> **ЗАДАНИЕ**: Процитируйте отрывок дословно, начиная со слов «Лег спать в» и продолжая до слов «там, где я.» включительно.

> **ОТРЫВОК**:
*-*-*

Всё чередуются и чередуются

Пётр Вакс
Заголовок – неполная цитата из дневника Юрия Коваля: "Мне надоела череда дней. Всё – чередуются, чередуются, день за днем, день за днем. Надоело ужасно, а не хочется, чтоб кончалось ".


Лег спать в 23 часа и в половине двенадцатого проснулся. Не один проснулся, а вдвоем. С мыслью. Вот какой: если существо всюду носит с собой свой дом, как улитка, и в то же время никакого дома у него фактически нет, как у лягушки-путешественницы, то кто это? Правильно, Динозаяц. Осваиваю высший уровень, доступный лишь котам и кошкам: мой дом там, где я.
Забыл уточнить, что заснул-проснулся я в Киеве. Да будут благословенны дни того доброго человека, который дал мне ключ от квартиры на три дня, уезжая в отпуск. Не то чтобы я прямо мечтал сбежать из своей провинции, однако душа стремится к контрастам. Поэтому в два часа ночи я устроил себе ночную не велосипедную не покатушку, а прогулку.

*-*-*

> **ФРАГМЕНТЫ НАБОРА ДАННЫХ**:
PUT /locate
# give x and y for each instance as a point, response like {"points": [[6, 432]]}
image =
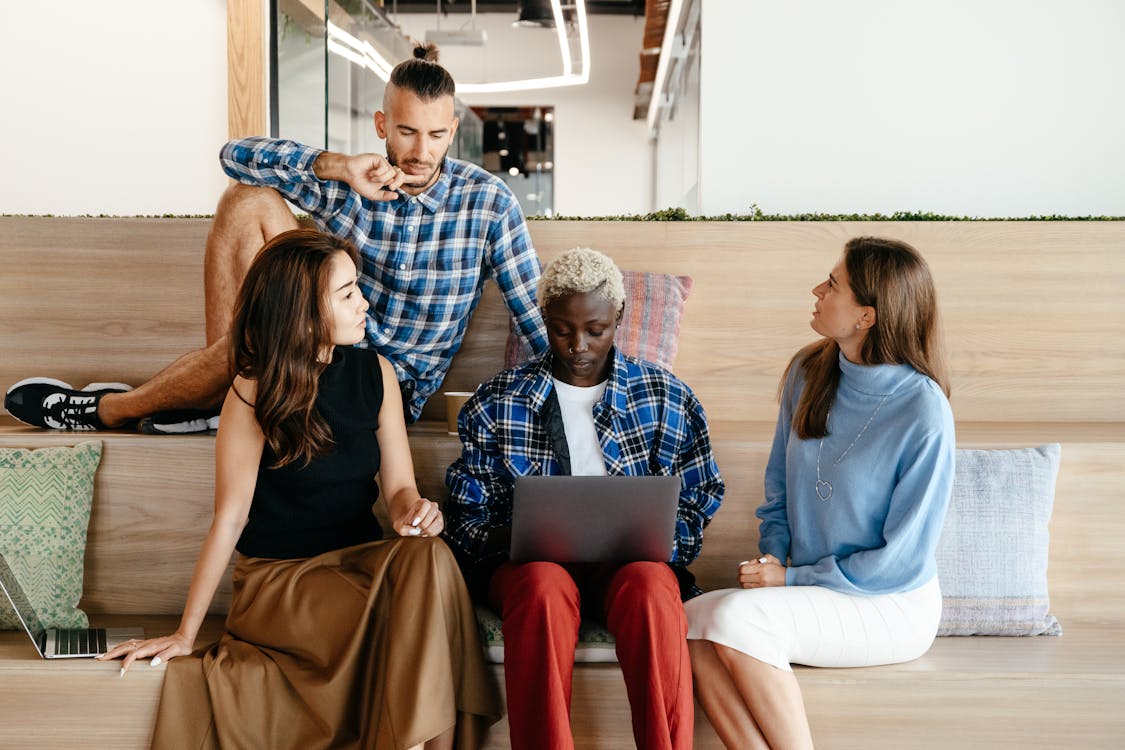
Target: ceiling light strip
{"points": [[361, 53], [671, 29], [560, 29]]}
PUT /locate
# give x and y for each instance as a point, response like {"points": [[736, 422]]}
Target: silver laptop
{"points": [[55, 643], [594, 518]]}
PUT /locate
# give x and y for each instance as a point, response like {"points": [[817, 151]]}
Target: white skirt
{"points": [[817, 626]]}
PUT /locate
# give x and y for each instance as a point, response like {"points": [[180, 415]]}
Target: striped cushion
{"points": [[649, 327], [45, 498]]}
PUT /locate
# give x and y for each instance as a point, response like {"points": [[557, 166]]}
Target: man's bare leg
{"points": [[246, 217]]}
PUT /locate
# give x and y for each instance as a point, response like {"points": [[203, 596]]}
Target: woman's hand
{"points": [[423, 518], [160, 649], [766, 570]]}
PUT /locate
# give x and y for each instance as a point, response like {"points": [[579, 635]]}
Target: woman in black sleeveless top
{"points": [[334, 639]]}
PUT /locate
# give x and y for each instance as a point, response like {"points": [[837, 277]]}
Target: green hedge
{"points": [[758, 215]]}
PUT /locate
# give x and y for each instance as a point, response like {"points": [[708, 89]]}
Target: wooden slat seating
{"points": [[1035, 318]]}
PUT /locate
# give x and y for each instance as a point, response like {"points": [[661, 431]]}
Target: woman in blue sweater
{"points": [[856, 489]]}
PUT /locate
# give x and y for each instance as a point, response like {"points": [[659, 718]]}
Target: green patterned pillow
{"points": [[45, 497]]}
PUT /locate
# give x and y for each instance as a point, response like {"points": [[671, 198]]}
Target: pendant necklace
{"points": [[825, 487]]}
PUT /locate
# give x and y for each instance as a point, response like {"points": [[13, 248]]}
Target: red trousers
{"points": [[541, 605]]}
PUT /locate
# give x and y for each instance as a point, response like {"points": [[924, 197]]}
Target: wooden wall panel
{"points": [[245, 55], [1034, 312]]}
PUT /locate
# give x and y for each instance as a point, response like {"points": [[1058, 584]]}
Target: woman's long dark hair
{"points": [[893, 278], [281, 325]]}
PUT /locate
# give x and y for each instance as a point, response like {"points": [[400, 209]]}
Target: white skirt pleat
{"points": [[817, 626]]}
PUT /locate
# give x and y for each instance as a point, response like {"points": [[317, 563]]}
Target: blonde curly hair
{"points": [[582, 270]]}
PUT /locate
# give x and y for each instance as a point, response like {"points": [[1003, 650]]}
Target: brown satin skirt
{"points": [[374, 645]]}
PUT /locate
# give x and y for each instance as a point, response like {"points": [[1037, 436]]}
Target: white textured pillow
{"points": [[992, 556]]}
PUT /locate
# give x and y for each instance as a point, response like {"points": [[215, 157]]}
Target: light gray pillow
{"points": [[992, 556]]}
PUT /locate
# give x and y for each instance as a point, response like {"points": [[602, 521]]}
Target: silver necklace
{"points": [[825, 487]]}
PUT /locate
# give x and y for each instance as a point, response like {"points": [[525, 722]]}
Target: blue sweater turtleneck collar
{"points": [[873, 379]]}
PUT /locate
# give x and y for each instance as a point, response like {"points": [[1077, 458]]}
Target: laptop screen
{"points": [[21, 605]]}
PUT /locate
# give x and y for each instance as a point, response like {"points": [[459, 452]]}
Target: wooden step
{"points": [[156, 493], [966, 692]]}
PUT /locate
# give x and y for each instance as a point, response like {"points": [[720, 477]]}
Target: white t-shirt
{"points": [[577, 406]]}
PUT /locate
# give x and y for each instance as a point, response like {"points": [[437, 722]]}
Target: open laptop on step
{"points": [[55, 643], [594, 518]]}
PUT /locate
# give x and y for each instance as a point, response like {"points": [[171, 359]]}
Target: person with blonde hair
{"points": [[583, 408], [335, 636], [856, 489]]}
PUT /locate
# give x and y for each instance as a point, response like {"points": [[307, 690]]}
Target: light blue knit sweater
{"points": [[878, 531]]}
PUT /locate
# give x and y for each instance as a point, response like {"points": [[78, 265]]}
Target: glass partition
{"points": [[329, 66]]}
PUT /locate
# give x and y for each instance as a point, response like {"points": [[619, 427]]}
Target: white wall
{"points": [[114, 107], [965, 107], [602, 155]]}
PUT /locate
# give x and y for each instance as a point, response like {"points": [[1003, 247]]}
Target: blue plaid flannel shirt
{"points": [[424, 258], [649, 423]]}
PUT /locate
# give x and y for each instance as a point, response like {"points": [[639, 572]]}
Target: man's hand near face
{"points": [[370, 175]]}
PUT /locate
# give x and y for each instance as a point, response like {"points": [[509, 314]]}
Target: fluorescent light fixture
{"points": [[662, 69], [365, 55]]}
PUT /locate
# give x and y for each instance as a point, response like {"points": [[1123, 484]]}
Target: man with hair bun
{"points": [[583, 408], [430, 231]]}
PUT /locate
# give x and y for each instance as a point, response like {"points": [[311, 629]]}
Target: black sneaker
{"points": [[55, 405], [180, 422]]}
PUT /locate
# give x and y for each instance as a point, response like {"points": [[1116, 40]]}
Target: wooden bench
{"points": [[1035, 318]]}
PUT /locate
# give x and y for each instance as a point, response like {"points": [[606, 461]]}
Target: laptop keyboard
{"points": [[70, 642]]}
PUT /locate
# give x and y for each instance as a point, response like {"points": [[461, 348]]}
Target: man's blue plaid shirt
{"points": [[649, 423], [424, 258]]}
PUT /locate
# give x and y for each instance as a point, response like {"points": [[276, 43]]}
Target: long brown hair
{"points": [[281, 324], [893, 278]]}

*-*-*

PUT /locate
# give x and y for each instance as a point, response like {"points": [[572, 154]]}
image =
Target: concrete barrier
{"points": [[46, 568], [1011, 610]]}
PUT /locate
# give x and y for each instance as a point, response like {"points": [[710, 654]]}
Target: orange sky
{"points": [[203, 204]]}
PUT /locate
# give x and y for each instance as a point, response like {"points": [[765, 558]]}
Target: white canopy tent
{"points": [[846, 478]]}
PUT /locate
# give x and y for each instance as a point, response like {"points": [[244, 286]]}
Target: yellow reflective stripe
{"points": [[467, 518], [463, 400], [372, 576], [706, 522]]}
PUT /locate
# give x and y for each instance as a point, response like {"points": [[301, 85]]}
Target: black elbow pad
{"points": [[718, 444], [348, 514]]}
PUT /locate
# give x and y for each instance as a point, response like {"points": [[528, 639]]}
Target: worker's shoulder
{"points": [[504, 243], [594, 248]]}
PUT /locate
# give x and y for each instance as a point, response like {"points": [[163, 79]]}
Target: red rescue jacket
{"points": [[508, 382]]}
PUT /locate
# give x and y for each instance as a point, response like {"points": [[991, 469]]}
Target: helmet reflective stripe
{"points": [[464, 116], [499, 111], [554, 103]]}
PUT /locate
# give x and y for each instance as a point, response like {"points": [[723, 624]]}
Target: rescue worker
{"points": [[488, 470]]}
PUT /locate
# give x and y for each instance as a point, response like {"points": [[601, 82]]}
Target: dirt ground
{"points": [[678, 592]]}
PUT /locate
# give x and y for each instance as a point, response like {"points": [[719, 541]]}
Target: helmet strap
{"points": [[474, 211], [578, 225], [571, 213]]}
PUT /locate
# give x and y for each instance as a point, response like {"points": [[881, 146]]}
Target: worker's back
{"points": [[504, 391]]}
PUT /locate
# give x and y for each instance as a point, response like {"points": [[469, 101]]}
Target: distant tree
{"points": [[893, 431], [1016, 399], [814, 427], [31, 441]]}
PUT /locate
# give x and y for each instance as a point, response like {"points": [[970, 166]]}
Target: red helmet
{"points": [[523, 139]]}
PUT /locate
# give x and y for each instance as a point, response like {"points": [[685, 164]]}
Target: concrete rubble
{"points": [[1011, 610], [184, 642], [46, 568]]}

*-*-*

> **ПРАВИЛЬНЫЙ ОТВЕТ**:
Лег спать в 23 часа и в половине двенадцатого проснулся. Не один проснулся, а вдвоем. С мыслью. Вот какой: если существо всюду носит с собой свой дом, как улитка, и в то же время никакого дома у него фактически нет, как у лягушки-путешественницы, то кто это? Правильно, Динозаяц. Осваиваю высший уровень, доступный лишь котам и кошкам: мой дом там, где я.